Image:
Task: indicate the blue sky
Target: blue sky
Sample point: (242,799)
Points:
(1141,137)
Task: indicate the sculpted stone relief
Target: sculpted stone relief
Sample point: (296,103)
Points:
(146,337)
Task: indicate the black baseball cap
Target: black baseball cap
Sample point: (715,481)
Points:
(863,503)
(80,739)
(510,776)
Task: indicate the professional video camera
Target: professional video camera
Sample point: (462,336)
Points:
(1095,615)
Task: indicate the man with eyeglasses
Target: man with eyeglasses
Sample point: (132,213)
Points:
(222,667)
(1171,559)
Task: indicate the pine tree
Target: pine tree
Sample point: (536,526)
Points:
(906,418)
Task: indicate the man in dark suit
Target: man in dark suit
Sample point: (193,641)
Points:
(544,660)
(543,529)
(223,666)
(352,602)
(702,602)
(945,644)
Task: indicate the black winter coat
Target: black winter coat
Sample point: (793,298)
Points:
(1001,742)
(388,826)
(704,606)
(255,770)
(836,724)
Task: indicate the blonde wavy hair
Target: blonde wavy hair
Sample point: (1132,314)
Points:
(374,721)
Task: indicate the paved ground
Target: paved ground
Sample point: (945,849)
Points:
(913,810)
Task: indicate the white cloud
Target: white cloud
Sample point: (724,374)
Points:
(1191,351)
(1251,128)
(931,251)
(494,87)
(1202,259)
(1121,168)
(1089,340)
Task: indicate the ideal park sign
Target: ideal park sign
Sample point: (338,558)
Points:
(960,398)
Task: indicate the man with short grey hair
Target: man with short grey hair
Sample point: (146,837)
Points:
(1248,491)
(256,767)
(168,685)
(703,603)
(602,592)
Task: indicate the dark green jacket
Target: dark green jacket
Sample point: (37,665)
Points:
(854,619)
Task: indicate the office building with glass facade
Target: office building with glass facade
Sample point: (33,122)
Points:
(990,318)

* * *

Copy out all of the material above, putting "mark" wherever "indicate" appears and leaving every other character unchanged.

[ANSWER BELOW]
Image:
Task: mark the blue sky
Target: blue sky
Sample point: (242,799)
Points:
(1141,137)
Task: mark the sculpted stone relief
Target: sculpted stone relief
Sample point: (296,103)
Points:
(146,337)
Task: mark the black baseball cap
Target: black baseball cap
Sample point: (715,481)
Points:
(863,503)
(80,739)
(510,776)
Task: mark the professional video camera
Target: professional video camera
Sample point: (462,336)
Points:
(1095,615)
Task: mark the man with eyeglasses
Target: man with eyeglasses
Sample point: (132,213)
Points:
(222,667)
(1171,559)
Task: mark the pine tree
Target: pine tree
Sample point: (536,526)
Points:
(906,418)
Task: mark the man in dark suit
Target: man in dark suit
Sample point: (193,641)
Points:
(544,660)
(543,529)
(223,666)
(352,602)
(702,602)
(945,644)
Task: mark the black winter coat
Target: black winter coat
Sample point: (793,298)
Points:
(1001,742)
(388,826)
(704,606)
(255,770)
(836,724)
Task: mark the blonde wavy hair
Target: blonde wavy hair
Sample point: (1132,314)
Points:
(374,721)
Task: mark the paved ground
Target: paved ground
Sample point: (945,849)
Points:
(913,810)
Task: mark the white cloud
Target: white cloud
Sample point: (724,374)
Points:
(1191,351)
(1251,128)
(931,251)
(494,87)
(1202,259)
(1121,168)
(1089,340)
Task: mark the ideal park sign
Target: ideal park sign
Sample point: (338,558)
Points:
(960,398)
Task: mark the man with short grey hair
Target: man with short grey hair
Sample point: (146,837)
Points:
(1248,491)
(256,767)
(168,685)
(703,603)
(602,592)
Task: mark the dark green jacket
Target: dark green jacket
Sample point: (37,665)
Points:
(854,619)
Task: mark the office building with glass facade
Target: office building with glass facade
Sample point: (33,122)
Points:
(990,318)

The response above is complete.